* [YOUR GOAL] Pick out each line of the material below that contains the word "green". Upper and lower case must match.

(Collection entries)

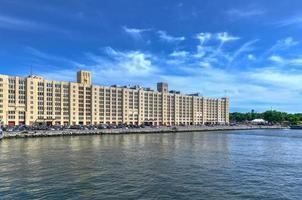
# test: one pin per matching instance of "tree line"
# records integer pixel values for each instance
(272, 116)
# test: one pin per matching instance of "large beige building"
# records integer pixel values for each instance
(34, 99)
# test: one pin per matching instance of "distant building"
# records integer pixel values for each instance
(34, 99)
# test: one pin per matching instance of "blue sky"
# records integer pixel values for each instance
(250, 51)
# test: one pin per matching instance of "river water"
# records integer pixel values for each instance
(258, 164)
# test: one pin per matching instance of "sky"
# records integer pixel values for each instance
(250, 51)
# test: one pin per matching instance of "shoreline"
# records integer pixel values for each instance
(160, 130)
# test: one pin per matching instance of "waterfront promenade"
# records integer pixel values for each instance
(146, 130)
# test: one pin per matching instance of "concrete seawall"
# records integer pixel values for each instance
(71, 132)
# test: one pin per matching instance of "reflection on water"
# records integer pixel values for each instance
(217, 165)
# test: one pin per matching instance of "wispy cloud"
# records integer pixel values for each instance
(297, 61)
(225, 37)
(179, 54)
(293, 20)
(50, 57)
(278, 84)
(245, 13)
(203, 37)
(135, 32)
(283, 44)
(168, 38)
(246, 47)
(18, 24)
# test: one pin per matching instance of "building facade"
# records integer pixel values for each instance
(33, 99)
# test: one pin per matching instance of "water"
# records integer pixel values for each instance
(262, 164)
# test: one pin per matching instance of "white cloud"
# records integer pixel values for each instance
(276, 59)
(225, 37)
(251, 57)
(283, 61)
(134, 32)
(179, 54)
(293, 20)
(248, 13)
(20, 24)
(283, 44)
(168, 38)
(246, 47)
(203, 37)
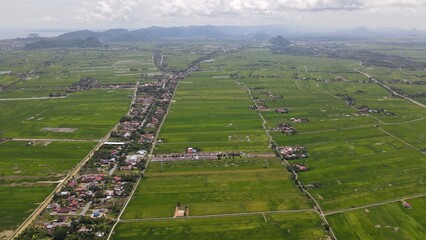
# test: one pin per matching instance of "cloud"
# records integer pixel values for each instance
(109, 10)
(153, 10)
(46, 19)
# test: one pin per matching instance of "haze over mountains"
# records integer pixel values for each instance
(87, 38)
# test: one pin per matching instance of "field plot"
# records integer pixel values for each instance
(212, 114)
(29, 173)
(390, 221)
(215, 187)
(91, 113)
(270, 226)
(26, 75)
(353, 161)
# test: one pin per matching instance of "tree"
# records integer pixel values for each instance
(60, 233)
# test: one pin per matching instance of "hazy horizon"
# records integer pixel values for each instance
(134, 14)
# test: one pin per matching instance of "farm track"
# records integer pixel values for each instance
(218, 215)
(31, 98)
(74, 172)
(390, 90)
(374, 204)
(149, 156)
(399, 139)
(51, 140)
(317, 207)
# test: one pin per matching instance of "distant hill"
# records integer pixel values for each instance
(89, 42)
(280, 41)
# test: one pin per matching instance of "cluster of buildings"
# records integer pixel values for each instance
(364, 109)
(299, 120)
(281, 110)
(285, 128)
(292, 152)
(195, 154)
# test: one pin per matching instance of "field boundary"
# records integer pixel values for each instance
(317, 207)
(218, 215)
(30, 219)
(375, 204)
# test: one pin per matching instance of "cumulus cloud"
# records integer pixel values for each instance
(129, 10)
(46, 19)
(109, 10)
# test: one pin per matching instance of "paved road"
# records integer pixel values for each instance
(219, 215)
(51, 140)
(390, 90)
(32, 98)
(74, 172)
(375, 204)
(86, 208)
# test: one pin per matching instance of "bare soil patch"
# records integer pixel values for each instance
(68, 130)
(5, 234)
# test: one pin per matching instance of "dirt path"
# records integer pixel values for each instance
(74, 172)
(399, 139)
(317, 207)
(150, 156)
(375, 204)
(51, 140)
(31, 98)
(389, 89)
(220, 215)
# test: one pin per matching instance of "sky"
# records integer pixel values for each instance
(134, 14)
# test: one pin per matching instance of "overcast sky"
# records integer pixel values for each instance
(103, 14)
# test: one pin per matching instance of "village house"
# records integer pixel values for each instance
(281, 110)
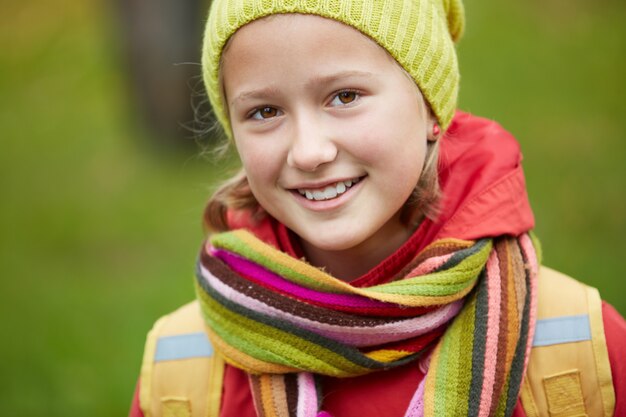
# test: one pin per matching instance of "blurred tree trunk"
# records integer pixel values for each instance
(163, 41)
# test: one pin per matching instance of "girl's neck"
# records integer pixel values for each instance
(350, 264)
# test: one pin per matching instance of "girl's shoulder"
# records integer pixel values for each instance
(575, 364)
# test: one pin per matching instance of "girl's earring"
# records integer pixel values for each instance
(436, 130)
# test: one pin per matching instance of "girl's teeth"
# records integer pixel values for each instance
(318, 195)
(329, 192)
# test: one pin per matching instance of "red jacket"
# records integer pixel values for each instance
(484, 194)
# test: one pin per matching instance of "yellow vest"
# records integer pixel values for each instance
(568, 374)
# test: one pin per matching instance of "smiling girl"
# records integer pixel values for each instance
(373, 255)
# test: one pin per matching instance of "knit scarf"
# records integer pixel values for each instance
(465, 309)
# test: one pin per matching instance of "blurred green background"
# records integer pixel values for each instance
(100, 221)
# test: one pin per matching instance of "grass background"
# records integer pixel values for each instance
(99, 231)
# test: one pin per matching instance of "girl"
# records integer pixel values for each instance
(375, 256)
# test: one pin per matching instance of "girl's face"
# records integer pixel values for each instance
(331, 131)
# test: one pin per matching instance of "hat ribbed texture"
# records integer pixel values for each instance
(419, 34)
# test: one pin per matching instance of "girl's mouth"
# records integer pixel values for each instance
(329, 192)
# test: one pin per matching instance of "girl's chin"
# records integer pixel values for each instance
(331, 243)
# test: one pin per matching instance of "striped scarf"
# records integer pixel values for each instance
(465, 309)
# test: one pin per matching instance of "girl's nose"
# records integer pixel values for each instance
(310, 148)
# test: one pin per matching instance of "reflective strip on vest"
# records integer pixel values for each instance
(184, 346)
(558, 330)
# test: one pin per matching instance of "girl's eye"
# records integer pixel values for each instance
(264, 113)
(344, 97)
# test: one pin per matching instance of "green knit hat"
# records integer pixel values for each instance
(419, 34)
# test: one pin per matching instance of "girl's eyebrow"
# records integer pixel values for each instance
(338, 76)
(312, 83)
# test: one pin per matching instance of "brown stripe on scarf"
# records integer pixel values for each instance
(517, 261)
(291, 390)
(501, 372)
(277, 385)
(255, 388)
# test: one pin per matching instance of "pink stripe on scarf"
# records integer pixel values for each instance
(307, 396)
(531, 257)
(493, 328)
(353, 336)
(416, 406)
(261, 274)
(430, 265)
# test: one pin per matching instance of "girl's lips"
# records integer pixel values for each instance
(329, 190)
(325, 204)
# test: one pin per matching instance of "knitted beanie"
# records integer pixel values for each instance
(419, 34)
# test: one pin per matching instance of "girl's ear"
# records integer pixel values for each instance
(434, 131)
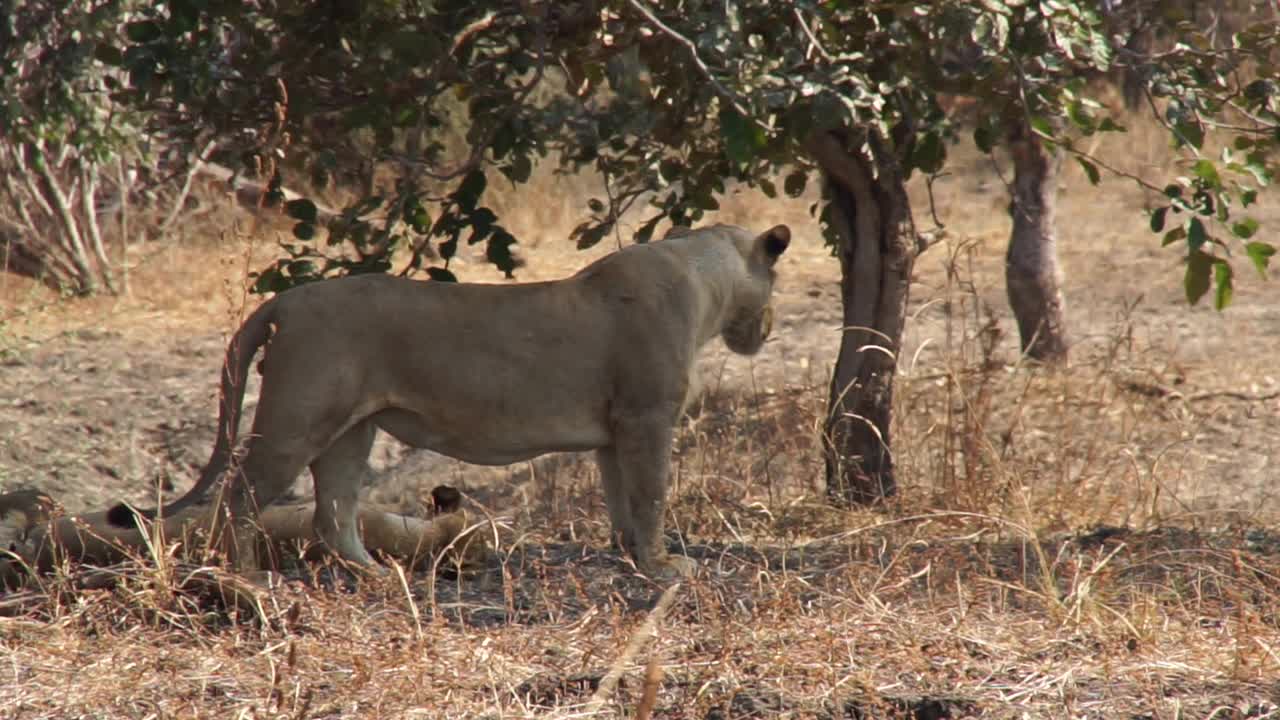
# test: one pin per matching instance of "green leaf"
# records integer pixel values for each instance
(645, 232)
(1246, 228)
(1223, 287)
(301, 268)
(929, 154)
(144, 31)
(1079, 117)
(743, 139)
(301, 209)
(520, 168)
(1091, 171)
(442, 274)
(1260, 253)
(704, 201)
(1197, 276)
(498, 251)
(109, 55)
(1196, 235)
(1207, 172)
(794, 183)
(670, 169)
(470, 190)
(1157, 219)
(590, 236)
(1189, 133)
(1041, 126)
(1107, 124)
(984, 137)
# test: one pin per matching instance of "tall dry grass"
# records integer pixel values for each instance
(1063, 545)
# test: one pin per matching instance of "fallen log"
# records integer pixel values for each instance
(88, 538)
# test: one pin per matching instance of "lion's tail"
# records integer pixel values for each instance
(240, 354)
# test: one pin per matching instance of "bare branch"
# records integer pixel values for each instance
(196, 165)
(813, 39)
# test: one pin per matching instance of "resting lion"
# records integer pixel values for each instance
(489, 374)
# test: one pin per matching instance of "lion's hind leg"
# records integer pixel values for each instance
(338, 474)
(643, 447)
(615, 497)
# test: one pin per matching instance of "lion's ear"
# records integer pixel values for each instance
(775, 242)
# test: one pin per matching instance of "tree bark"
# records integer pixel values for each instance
(1032, 273)
(869, 212)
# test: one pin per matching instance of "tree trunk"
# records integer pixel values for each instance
(1032, 272)
(869, 213)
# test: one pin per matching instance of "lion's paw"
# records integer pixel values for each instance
(671, 568)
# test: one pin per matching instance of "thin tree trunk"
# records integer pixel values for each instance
(1032, 273)
(871, 214)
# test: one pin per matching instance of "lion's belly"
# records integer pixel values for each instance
(499, 441)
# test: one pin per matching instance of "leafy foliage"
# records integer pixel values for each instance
(672, 103)
(59, 128)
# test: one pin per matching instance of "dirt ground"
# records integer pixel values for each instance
(109, 399)
(1095, 541)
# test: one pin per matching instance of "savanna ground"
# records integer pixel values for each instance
(1097, 541)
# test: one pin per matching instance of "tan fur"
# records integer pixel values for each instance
(490, 374)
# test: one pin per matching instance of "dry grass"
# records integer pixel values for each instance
(1063, 546)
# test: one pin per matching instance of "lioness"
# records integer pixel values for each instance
(489, 374)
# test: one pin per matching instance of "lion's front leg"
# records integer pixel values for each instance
(643, 451)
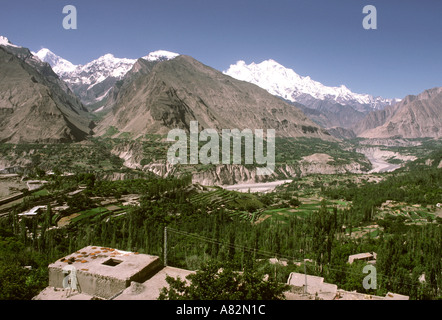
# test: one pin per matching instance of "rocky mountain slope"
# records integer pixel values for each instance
(93, 81)
(35, 105)
(327, 106)
(414, 117)
(178, 91)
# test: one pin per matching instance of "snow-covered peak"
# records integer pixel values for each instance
(58, 64)
(5, 42)
(161, 55)
(286, 83)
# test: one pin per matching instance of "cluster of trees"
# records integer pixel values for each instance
(416, 187)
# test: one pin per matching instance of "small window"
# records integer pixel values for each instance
(112, 262)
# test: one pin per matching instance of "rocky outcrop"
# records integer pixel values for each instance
(414, 117)
(35, 106)
(181, 90)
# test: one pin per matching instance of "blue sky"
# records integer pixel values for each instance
(323, 39)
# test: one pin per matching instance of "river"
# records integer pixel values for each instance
(256, 187)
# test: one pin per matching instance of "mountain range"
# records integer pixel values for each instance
(414, 117)
(35, 105)
(164, 90)
(93, 81)
(328, 106)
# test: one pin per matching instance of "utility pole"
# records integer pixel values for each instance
(165, 246)
(305, 274)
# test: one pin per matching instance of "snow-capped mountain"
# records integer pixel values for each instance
(5, 42)
(286, 83)
(58, 64)
(93, 81)
(161, 55)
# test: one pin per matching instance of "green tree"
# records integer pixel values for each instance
(217, 282)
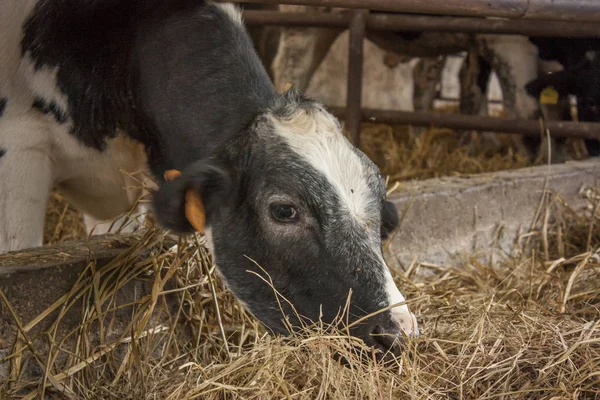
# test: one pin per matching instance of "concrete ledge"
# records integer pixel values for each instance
(480, 214)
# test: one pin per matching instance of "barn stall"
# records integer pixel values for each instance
(497, 256)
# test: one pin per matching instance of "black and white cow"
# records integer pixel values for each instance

* [TASK RESPONSE]
# test: one pin per matching instance of "blurred green background"
# test: one pin per matching instance of "green knit hat"
# test: one pin per matching instance of "green leaf"
# test: one pin per matching instance of "green tree"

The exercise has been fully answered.